- 本文抜粋:
その他に、さらに2つの要素があります。「⑤Must=すべきこと」は、組織や市場に求められる能力などの本人にとっての外部環境のことです。また、特に今の若手にとって重要なのが「④Value=意味や価値観(ありたい状態)」です。この部分を尊重することが、本人の動機につながります。また、これらすべての段階において、マネジャーやトレーナーが本人と対話を重ねていくことが大切です。
続いて、キャリア観のタイプ別に育成パターンを紹介します。慶應義塾大学のキャリア・リソース・ラボラトリが上場企業に対してリサーチした結果によると、キャリアを肯定的に捉えている人は、次のような3つの行動パターンに分かれることがわかったそうです。これを新人のOJTでトレーナーに共有しています。
①自律的キャリア探究型(若手の1、2割が該当)
キャリアイメージが明確にあり、①現在・②Can・③Willを自覚し、現状で不足しているところを課題であると捉えて改善していくタイプです。自律的に成長するので一見育てやすく見えますが、「やりたくない仕事はやらない」と仕事を選ぶなど、頑固で視野が狭い傾向もあります。
このタイプの場合は、⑤Mustのなかから偶発的にキャリアの幅が広がる体験を増やしてあげるとよいでしょう。「不本意な仕事だけど、やってみると意外と可能性が広がり、強みが見つかった」という体験を、対話でサポートすることが大事です。
②組織(外部)貢献型(トレーナーによれば若手の8、9割が該当)
キャリアイメージがはっきり描けていないタイプです。このタイプにとって重要なポイントは、「将来のイメージがないことが悪いわけではない」ということです。社内にロールモデルがいた世代は、ロールモデルがいたことを「“将来ゴール”があった(決めていた)」と錯覚して部下にも将来ゴールを考えさせようとすることがありますが、なりたい姿を無理やり決めさせるのは逆効果です。変化の激しい今の時代においては、将来ゴールはなくて当たり前のものとして扱うのがよいでしょう。
このタイプの場合は②Canや⑤Mustに目を向け、強みを一緒に発見しながら、強みの延長上にある「将来なりたい姿」を一緒に考えることが有効です。また、新人は価値観を大事にしているので、④Valueも重要です。今直面している仕事から充実した体験やつらかった体験を聞き出すことで価値観を引き出し、次の仕事でも良い状態を実現できるよう働きかけることが大事です。
③自己投資型(徐々に増えている傾向)

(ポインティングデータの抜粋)
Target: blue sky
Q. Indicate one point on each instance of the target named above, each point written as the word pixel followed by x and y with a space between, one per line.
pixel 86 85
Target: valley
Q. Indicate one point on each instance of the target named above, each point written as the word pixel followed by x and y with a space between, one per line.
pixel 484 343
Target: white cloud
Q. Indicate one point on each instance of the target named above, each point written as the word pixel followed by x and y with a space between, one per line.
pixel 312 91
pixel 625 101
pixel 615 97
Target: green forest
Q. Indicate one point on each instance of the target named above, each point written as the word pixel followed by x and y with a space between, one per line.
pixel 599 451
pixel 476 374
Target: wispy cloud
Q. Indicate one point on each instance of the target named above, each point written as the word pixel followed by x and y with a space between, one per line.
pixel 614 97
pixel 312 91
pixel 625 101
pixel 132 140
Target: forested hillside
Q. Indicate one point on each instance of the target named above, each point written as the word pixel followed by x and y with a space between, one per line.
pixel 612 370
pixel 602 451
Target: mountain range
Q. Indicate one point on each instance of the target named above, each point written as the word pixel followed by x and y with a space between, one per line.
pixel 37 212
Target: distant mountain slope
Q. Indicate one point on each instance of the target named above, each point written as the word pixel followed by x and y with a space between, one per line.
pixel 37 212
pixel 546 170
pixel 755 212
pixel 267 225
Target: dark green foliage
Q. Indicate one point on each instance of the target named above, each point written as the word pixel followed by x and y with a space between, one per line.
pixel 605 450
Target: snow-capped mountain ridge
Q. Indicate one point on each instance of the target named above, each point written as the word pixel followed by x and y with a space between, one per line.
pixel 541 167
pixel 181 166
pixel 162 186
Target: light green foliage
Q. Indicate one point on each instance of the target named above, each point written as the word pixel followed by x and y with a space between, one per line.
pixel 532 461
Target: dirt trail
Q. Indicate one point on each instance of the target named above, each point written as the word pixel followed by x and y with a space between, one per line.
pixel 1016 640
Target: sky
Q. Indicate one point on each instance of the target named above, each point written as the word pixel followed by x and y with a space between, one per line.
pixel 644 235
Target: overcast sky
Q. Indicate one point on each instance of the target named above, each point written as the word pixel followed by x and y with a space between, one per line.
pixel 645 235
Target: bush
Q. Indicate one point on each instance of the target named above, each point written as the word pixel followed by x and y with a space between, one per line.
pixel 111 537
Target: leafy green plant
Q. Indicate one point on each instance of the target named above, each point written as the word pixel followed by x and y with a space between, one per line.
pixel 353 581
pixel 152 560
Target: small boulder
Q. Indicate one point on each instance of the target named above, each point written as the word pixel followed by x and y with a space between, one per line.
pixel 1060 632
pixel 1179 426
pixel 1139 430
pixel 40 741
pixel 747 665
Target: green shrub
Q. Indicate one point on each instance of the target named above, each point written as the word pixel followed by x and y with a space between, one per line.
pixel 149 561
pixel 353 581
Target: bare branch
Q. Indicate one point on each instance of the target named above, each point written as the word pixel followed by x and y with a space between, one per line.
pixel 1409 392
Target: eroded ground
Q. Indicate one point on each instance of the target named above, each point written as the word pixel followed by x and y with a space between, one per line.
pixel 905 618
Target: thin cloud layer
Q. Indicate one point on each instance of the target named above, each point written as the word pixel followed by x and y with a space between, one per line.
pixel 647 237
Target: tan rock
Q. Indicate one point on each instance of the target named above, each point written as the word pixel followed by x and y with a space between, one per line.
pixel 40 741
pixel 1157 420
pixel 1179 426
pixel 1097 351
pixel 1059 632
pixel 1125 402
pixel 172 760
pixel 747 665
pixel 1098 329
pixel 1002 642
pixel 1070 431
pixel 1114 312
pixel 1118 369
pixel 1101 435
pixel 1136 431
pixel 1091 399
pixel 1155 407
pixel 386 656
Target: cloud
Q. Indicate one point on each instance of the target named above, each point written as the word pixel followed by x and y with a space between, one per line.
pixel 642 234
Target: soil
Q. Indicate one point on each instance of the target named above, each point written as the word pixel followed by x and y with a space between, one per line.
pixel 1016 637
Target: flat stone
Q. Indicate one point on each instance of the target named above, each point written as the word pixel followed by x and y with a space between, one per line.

- やること: 若手のキャリア育成についての本文から、「その他に、さらに2つの要素が」から「で視野が狭い傾向もあります。」に至るまでをすべて、一字も変えずに書き写してください。 記録は使う必要がありません。

- 解答例:
その他に、さらに2つの要素があります。「⑤Must=すべきこと」は、組織や市場に求められる能力などの本人にとっての外部環境のことです。また、特に今の若手にとって重要なのが「④Value=意味や価値観(ありたい状態)」です。この部分を尊重することが、本人の動機につながります。また、これらすべての段階において、マネジャーやトレーナーが本人と対話を重ねていくことが大切です。
続いて、キャリア観のタイプ別に育成パターンを紹介します。慶應義塾大学のキャリア・リソース・ラボラトリが上場企業に対してリサーチした結果によると、キャリアを肯定的に捉えている人は、次のような3つの行動パターンに分かれることがわかったそうです。これを新人のOJTでトレーナーに共有しています。
①自律的キャリア探究型(若手の1、2割が該当)
キャリアイメージが明確にあり、①現在・②Can・③Willを自覚し、現状で不足しているところを課題であると捉えて改善していくタイプです。自律的に成長するので一見育てやすく見えますが、「やりたくない仕事はやらない」と仕事を選ぶなど、頑固で視野が狭い傾向もあります。